◆ **ARBEITSAUFTRAG**: Kopieren Sie aus dem unten stehenden Text über das Grundsatzurteil zu Eritrea den Abschnitt wortgetreu. Beginnen Sie bei den Worten „Obwohl das Bundesverwaltungsgericht“ und hören Sie nach den Worten „erheblich verbessert haben.“ auf.

◆ **DOKUMENTTEXT**:
========

Das neue Grundsatzurteil des Bundesverwaltungsgerichtes setzt der Praxis des SEM nun wieder stärkere Grenzen. Indem es eine umfassende Interessenabwägung und die Berücksichtigung der aktuelle Situation der Betroffenen vorschreibt, bekräftigt es die Tatsache, dass die Aufhebung einer vorläufigen Aufnahme nur unter strengen Voraussetzungen zulässig ist.

Eritreer*innen weiterhin stark bedroht

Obwohl das Bundesverwaltungsgericht der restriktiven Praxis des SEM Grenzen setzt, kommt es in seinem Grundsatzurteil auch zum Schluss, dass die allgemeine Menschenrechtssituation in Eritrea kein Hindernis für eine Abschiebung ist. Wie bereits in seinem Urteil vom August 2017, weist das Gericht darauf hin, dass sich die Lebensbedingungen in Eritrea in den letzten Jahren – insbesondere im Hinblick auf den Zugang zu Bildung, Trinkwasser, Nahrung und medizinischer Grundversorgung – erheblich verbessert haben.

Die Realität sieht jedoch anders aus. Das Observatoire romand du droit d’asile et des étrangers (ODAE) kritisiert in einem Dossier die Vorgehensweise der Migrationsbehörde und des Bundesverwaltungsgerichtes, welche die Möglichkeiten für Wegweisungen nach Eritrea immer weiter öffnen, während sich die Menschenrechtslage in Eritrea keineswegs verbessere. In einem Bericht zur Menschenrechtslage in Eritrea wies die Sonderberichterstatterin des UNO-Menschenrechtsrates noch 2018 auf das «düstere Bild» der Menschenrechtssituation in Eritrea hin. Im selben Jahr stellt der UNO-Ausschuss gegen Folter fest, dass die Schweiz mit der Rückführung eines eritreischen Staatsangehörigen nach Eritrea gegen das Übereinkommen gegen Folter und andere grausame, unmenschliche oder erniedrigende Behandlung oder Strafe verstossen hat. Während der Bundesrat behauptet, Entscheide zur Aufhebung von vorläufigen Aufenthalten würden stets «im Einklang mit der Bundesverfassung und der Antifolterkonvention» stehen, bleibt die Praxis des Staatssekretariats für Migration diesbezüglich aus menschenrechtlicher Perspektive höchst problematisch. Zahlreiche Berichte internationaler Organisationen weisen auf die Gefahr der Rekrutierung in die Armee und die unmenschliche Behandlung von eritreischen Asylbewerber*innen im Falle ihrer Rückkehr hin. Durch die Flucht – die gleichgestellt wird mit Opposition gegen das eritreische Regime – werden sie zur Zielscheibe staatlicher Verfolgung und laufen Gefahr, unterdrückt zu werden.

========

◆ **Dateneinträge**:

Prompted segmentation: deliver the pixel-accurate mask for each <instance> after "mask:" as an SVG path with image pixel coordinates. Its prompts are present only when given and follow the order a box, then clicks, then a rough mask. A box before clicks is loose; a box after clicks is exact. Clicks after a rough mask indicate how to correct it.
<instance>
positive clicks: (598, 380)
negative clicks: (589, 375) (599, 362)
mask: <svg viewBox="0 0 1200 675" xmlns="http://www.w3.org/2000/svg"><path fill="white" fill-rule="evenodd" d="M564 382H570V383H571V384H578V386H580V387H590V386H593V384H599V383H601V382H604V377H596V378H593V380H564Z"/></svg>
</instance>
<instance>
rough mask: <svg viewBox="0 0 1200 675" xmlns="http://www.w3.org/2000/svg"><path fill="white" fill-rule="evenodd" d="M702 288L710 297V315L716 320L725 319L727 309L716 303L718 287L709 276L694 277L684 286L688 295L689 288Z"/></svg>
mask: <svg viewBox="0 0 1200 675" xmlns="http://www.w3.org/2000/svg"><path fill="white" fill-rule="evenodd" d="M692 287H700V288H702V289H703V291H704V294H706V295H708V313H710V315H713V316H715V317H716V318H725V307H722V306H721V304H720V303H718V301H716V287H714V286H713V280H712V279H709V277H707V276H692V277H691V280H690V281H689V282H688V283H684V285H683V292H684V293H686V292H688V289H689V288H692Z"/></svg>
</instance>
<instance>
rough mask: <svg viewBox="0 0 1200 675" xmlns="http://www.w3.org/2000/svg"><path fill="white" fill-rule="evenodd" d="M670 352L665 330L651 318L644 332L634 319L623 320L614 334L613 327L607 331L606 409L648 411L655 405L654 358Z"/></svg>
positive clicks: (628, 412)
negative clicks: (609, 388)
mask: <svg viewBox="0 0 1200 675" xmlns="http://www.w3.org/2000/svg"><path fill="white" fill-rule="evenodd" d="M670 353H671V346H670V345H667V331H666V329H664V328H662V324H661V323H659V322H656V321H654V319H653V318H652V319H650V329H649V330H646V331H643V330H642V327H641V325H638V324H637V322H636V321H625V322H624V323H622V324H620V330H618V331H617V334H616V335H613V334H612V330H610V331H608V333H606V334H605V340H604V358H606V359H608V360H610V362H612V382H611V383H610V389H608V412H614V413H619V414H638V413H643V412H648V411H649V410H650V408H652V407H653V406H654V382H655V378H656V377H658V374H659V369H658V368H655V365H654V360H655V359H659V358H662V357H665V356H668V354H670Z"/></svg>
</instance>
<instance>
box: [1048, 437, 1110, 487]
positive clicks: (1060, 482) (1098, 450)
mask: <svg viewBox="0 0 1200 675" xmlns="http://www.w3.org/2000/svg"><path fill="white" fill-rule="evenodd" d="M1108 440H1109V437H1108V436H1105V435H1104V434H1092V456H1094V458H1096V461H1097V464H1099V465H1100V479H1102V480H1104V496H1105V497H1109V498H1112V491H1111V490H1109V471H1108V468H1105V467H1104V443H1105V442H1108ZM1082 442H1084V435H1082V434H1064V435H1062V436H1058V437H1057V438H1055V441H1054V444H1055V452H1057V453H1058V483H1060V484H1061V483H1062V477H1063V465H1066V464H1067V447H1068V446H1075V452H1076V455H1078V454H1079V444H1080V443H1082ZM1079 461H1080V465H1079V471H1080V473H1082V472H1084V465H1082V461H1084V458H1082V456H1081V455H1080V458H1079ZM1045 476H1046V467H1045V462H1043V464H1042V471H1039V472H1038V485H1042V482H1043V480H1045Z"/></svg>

========

◆ **ANTWORTBEREICH**:
Obwohl das Bundesverwaltungsgericht der restriktiven Praxis des SEM Grenzen setzt, kommt es in seinem Grundsatzurteil auch zum Schluss, dass die allgemeine Menschenrechtssituation in Eritrea kein Hindernis für eine Abschiebung ist. Wie bereits in seinem Urteil vom August 2017, weist das Gericht darauf hin, dass sich die Lebensbedingungen in Eritrea in den letzten Jahren – insbesondere im Hinblick auf den Zugang zu Bildung, Trinkwasser, Nahrung und medizinischer Grundversorgung – erheblich verbessert haben.